* [EXERCISE DIRECTIONS] Copy the material from the line that contains "A point marks every instance of the backpack" through its final line, swapping every "backpack" for "rucksack" and leaving everything else unchanged.

START DATA EXTRACT

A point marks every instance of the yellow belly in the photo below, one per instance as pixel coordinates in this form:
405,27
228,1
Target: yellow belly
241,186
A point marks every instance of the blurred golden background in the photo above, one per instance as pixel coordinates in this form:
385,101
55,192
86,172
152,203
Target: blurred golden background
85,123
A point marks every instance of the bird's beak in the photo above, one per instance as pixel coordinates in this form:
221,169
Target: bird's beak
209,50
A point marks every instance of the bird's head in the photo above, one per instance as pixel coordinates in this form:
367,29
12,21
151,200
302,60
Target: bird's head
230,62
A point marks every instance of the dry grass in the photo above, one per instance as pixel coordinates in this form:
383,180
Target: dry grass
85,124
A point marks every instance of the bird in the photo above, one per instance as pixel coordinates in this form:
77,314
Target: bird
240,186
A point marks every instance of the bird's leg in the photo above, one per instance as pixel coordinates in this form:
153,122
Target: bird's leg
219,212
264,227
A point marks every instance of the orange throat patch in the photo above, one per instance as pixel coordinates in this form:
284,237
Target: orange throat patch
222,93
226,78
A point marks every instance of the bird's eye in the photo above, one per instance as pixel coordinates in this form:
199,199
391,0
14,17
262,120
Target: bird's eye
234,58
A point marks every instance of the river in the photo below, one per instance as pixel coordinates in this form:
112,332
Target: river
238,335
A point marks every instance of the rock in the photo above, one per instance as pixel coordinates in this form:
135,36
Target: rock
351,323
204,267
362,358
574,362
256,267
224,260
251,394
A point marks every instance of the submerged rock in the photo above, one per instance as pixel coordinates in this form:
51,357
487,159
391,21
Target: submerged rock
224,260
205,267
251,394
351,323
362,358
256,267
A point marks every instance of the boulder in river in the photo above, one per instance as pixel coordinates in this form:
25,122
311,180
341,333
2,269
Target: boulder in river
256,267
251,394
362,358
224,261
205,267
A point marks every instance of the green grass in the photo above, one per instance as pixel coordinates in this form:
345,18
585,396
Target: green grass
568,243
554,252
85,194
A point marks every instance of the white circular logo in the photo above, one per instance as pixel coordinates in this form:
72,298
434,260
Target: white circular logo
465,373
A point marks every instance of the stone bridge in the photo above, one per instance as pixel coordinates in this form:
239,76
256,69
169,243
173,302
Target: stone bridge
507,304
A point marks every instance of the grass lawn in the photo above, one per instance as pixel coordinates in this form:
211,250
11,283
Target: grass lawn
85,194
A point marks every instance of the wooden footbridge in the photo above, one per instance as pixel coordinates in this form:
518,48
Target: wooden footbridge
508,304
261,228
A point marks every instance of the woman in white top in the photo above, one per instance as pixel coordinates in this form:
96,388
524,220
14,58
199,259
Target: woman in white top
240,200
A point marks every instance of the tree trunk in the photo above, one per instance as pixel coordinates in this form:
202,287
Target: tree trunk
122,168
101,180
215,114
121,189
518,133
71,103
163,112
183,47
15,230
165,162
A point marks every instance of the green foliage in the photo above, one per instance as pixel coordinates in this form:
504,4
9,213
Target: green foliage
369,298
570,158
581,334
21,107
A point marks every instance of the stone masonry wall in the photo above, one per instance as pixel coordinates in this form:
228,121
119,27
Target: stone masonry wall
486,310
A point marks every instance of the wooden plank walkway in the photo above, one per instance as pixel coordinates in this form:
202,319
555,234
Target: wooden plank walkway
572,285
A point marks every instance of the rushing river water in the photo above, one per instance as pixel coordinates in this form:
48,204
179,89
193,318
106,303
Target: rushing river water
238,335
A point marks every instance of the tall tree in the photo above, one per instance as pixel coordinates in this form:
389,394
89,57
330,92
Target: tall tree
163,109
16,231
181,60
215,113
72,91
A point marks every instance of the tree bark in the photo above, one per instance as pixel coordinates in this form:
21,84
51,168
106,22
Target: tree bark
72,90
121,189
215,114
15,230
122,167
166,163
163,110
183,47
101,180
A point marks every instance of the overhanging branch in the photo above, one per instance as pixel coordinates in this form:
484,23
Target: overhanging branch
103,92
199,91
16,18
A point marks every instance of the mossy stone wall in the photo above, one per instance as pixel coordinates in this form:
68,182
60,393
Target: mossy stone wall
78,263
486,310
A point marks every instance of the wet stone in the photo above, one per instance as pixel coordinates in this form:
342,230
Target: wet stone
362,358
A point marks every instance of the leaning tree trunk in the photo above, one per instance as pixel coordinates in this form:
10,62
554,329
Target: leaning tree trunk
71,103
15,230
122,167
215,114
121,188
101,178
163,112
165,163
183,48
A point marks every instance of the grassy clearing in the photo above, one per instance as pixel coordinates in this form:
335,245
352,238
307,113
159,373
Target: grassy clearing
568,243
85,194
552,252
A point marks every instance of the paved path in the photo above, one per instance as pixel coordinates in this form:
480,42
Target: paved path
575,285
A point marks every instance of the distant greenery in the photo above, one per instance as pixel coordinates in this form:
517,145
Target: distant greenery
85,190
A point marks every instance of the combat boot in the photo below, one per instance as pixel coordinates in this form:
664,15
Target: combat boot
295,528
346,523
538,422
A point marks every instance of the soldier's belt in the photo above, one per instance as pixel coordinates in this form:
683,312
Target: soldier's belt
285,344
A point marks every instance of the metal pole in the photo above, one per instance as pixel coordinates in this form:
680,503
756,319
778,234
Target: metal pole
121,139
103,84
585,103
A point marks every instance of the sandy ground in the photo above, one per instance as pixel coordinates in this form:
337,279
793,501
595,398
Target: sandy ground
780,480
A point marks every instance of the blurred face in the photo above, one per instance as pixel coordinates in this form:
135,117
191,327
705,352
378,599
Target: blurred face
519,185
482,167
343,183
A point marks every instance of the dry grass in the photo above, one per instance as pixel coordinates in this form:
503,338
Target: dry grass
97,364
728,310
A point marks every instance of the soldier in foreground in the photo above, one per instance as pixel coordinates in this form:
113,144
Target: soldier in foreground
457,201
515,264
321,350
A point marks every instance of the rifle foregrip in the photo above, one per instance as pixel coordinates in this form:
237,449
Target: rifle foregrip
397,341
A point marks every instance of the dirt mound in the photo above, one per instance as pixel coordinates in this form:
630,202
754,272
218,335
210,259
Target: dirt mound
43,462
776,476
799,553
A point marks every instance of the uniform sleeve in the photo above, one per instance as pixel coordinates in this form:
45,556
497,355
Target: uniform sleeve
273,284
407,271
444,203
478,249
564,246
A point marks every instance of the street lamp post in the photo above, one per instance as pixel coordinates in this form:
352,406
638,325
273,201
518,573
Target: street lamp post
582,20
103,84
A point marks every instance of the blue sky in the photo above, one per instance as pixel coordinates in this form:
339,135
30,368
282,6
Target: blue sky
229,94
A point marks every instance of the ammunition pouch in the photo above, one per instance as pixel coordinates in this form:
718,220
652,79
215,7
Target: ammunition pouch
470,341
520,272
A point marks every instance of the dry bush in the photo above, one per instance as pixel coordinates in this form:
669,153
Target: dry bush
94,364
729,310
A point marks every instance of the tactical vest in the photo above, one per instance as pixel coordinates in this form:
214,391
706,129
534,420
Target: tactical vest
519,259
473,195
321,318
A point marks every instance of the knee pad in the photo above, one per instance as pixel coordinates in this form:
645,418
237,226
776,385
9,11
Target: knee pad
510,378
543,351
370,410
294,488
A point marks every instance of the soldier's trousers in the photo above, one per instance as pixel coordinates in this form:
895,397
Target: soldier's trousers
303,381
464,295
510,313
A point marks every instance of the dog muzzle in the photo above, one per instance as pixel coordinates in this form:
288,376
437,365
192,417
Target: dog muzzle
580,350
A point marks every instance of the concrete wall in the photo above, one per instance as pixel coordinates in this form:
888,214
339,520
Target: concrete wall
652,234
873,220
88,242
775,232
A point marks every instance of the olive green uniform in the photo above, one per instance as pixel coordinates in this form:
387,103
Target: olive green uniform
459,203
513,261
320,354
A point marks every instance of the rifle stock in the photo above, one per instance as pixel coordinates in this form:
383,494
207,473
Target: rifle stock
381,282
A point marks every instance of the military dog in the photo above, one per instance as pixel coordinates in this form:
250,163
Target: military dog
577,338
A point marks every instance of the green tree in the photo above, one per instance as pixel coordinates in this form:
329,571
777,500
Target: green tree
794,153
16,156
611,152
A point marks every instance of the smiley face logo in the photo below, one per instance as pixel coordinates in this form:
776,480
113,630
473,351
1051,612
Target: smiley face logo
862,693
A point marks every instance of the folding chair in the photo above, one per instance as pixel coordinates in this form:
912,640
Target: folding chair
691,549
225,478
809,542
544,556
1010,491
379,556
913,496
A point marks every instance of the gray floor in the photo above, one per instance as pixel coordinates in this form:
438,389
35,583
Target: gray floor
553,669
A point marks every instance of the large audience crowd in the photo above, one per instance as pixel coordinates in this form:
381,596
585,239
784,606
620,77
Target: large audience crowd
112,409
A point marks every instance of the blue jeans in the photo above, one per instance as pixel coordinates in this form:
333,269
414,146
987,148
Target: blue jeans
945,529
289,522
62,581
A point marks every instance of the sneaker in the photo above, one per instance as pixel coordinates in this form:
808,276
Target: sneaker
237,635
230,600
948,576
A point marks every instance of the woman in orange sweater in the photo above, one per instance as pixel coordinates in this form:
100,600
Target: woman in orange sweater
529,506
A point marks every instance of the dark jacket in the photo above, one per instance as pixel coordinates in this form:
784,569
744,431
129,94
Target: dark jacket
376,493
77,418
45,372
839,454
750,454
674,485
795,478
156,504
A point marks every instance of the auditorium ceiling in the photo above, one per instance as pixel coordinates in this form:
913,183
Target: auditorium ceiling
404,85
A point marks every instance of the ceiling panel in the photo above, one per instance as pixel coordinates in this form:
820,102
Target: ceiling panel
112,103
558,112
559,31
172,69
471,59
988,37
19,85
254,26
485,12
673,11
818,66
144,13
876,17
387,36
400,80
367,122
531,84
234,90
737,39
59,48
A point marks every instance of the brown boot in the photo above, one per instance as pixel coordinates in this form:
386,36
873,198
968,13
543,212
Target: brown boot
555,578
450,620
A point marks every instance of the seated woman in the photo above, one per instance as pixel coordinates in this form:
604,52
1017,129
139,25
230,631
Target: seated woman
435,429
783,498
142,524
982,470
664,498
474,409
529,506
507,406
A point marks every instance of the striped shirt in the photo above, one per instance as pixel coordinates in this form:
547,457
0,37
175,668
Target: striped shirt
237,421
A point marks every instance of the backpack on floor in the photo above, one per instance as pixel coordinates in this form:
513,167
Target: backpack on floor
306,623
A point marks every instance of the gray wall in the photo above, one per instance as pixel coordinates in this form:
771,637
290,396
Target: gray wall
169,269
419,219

END DATA EXTRACT

* [EXERCISE ANSWER]
A point marks every instance of the rucksack on floor in the photo above, one per instance as pixel coordinates in this form:
513,167
Target: rucksack on floor
306,623
A point marks every instance of the gray wall in the photo above, one per instance as pixel coordinates in this form:
771,637
290,396
Target: gray wall
169,269
419,219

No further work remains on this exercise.